--- Instructions for the task ---
Please rewrite the stretch of the listing from its start through the line containing "915, 496, 933, 610", requests included, shifting every bounding-box coordinate in the answers up by 29.
** begin Extracted records **
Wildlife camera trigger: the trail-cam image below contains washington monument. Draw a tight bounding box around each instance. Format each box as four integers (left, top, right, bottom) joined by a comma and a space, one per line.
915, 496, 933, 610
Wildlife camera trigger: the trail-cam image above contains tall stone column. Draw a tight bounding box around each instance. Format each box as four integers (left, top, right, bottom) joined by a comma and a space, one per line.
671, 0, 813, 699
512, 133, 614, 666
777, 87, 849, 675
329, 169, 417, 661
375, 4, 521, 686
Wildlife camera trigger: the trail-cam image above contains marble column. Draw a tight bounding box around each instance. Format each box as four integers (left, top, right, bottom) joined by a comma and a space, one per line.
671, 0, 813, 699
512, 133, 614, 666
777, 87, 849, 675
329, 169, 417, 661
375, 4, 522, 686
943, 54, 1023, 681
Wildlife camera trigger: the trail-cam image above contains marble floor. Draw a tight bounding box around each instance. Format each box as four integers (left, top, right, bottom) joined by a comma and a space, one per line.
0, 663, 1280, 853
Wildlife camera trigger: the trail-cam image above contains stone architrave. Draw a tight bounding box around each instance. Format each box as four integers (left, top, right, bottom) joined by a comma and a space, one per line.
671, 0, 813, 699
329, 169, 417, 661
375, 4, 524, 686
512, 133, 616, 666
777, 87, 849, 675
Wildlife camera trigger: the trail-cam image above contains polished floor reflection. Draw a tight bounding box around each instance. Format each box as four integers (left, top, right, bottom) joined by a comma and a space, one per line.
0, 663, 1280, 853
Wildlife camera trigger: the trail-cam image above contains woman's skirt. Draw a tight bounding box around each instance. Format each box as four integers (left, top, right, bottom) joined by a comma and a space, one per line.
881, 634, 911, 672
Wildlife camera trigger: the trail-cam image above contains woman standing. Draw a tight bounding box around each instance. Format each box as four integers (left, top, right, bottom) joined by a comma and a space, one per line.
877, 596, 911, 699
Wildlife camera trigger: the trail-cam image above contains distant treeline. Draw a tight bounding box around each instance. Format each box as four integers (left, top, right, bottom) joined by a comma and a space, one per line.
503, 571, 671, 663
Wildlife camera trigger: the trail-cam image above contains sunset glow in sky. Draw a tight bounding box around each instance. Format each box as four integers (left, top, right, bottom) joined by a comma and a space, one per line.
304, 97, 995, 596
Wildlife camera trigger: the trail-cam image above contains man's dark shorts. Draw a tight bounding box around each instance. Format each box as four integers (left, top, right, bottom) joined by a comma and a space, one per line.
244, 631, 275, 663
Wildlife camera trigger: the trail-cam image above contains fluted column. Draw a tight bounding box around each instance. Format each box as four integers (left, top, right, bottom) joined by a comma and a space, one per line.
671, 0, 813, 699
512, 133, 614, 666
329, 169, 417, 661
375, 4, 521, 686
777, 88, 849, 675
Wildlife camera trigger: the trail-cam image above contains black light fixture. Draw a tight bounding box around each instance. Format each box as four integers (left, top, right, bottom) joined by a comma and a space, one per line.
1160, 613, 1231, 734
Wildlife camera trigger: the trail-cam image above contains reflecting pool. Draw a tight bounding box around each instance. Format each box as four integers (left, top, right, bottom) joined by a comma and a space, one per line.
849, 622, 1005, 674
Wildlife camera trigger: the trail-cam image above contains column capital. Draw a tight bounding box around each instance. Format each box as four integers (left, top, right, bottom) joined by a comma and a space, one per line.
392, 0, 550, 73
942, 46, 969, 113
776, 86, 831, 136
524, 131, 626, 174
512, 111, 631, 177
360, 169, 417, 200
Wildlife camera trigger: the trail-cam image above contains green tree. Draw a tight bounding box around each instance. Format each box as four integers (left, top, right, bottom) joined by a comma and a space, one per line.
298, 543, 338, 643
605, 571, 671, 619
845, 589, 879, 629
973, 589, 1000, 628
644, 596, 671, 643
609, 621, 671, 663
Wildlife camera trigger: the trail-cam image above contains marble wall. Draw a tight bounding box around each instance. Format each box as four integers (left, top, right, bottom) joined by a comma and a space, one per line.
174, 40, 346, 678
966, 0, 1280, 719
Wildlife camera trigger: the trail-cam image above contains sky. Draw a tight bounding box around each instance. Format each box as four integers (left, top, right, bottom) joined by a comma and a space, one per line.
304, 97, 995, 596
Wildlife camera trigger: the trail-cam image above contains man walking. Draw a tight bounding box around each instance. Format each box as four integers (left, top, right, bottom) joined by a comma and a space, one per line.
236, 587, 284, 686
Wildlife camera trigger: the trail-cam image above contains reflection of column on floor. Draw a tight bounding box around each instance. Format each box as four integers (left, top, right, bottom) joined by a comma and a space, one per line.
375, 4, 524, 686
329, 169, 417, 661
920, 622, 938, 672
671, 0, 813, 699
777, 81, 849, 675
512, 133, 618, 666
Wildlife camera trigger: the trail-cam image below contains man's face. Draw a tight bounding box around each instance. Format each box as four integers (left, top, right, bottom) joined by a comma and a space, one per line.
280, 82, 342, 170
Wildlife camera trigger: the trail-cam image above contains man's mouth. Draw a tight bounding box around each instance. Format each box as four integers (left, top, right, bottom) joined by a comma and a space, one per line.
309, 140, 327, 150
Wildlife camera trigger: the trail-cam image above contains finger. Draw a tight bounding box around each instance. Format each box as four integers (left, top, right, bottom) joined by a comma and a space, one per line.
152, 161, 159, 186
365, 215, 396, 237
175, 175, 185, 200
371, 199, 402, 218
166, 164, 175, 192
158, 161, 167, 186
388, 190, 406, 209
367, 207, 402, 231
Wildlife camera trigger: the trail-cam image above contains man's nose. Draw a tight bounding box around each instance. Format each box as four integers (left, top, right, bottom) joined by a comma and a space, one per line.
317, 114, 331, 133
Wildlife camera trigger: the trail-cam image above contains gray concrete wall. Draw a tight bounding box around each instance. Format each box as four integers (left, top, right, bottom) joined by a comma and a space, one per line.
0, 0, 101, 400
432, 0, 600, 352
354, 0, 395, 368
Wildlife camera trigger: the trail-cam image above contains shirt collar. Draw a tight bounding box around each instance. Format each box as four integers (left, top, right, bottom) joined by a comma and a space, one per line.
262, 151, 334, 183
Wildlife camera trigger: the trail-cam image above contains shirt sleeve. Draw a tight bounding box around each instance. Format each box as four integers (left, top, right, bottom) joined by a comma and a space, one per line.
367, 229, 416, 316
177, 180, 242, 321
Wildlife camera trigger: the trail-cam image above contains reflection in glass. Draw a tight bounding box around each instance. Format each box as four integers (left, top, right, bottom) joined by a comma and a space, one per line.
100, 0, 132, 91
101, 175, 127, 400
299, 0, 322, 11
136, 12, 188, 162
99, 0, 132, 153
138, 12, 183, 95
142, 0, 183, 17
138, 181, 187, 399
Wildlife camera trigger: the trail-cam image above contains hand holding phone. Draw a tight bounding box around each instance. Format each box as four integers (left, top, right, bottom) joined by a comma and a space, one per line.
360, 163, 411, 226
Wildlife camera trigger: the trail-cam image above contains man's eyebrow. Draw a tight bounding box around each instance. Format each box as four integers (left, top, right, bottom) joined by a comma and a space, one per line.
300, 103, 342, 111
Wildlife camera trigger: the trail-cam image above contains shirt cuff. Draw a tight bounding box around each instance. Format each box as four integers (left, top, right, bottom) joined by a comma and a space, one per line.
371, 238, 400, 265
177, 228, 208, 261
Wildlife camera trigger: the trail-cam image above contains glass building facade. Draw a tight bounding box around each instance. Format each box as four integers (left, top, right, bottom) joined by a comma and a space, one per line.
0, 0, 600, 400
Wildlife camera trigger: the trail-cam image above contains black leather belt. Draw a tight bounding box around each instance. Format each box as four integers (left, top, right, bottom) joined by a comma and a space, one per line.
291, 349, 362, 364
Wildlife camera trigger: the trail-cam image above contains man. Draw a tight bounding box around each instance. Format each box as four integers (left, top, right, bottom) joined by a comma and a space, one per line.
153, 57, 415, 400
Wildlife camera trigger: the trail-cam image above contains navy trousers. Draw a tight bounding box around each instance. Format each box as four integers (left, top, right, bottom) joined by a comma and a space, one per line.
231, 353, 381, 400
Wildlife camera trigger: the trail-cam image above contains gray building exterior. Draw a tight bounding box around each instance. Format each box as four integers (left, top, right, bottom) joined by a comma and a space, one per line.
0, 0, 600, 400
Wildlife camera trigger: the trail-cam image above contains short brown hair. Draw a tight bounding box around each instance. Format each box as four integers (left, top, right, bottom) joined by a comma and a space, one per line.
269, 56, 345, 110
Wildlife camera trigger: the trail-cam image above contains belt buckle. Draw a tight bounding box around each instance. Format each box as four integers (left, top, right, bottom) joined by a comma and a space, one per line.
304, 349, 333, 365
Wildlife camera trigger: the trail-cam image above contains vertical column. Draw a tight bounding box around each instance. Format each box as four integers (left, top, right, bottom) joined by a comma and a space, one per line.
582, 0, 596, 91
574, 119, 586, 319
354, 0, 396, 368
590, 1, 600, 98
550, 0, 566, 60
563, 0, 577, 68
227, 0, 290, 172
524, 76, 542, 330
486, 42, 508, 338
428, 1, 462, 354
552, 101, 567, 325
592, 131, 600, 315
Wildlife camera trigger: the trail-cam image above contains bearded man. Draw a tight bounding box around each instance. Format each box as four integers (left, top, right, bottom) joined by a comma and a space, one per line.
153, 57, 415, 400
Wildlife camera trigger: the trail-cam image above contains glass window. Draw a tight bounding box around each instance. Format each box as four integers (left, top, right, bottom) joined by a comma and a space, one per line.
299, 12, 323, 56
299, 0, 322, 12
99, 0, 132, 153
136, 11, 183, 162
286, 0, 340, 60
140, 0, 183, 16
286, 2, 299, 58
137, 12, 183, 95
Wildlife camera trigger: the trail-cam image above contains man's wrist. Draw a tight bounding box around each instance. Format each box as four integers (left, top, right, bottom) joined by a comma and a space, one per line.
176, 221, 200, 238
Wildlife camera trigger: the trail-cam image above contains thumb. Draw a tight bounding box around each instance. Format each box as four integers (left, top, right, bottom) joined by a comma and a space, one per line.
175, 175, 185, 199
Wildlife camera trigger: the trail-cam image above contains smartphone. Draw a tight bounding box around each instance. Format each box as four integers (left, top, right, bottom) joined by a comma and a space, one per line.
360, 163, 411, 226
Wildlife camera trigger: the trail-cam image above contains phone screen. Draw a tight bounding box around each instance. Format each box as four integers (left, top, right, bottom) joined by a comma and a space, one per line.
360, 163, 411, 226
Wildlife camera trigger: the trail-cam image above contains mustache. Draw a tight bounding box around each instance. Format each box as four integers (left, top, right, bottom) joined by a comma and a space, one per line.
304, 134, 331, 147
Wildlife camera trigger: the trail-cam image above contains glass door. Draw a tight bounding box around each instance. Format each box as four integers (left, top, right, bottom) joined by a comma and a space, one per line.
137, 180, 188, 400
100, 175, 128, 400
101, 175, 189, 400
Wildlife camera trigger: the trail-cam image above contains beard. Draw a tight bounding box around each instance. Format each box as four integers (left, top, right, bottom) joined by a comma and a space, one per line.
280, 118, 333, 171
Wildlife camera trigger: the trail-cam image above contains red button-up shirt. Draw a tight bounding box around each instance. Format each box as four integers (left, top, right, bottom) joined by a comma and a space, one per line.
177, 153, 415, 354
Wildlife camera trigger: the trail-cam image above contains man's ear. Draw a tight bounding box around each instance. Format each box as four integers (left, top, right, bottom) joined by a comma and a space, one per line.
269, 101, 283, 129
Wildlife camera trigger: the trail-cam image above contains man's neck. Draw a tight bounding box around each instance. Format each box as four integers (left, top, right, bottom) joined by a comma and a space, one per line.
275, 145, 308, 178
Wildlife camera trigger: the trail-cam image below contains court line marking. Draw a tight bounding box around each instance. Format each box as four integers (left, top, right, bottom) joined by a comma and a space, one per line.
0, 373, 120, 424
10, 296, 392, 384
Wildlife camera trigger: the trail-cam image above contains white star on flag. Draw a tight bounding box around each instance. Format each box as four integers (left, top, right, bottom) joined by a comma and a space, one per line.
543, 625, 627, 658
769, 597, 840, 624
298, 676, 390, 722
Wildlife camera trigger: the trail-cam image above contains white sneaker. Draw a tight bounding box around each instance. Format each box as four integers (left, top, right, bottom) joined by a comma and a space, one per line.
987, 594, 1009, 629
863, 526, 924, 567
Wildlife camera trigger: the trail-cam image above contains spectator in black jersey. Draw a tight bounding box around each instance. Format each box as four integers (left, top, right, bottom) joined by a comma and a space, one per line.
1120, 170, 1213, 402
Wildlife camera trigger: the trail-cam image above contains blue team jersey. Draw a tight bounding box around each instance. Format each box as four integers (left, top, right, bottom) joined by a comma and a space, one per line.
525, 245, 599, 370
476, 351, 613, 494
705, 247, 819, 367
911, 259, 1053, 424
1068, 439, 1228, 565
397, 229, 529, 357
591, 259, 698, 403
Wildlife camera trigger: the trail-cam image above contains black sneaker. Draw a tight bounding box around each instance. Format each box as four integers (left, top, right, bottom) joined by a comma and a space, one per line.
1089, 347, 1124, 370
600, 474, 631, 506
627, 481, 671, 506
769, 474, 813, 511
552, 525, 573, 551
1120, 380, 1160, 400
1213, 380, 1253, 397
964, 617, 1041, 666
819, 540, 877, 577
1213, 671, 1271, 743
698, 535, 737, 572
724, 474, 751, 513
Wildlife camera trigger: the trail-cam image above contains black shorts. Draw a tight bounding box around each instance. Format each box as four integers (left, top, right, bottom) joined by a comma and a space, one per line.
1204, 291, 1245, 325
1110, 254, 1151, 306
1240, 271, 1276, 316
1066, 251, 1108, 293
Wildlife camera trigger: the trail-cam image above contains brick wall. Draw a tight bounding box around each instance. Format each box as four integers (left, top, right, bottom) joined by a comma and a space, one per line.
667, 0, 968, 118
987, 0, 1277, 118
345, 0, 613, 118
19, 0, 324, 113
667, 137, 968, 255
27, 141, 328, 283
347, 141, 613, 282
** end Extracted records **
--- Task result ---
Wildlife camera trigger: the trail-cam image below contains washington monument. Draw a tight bounding box around each instance. Format each box as four integers (left, top, right, bottom) joined by a comma and a space, one per line.
944, 525, 962, 639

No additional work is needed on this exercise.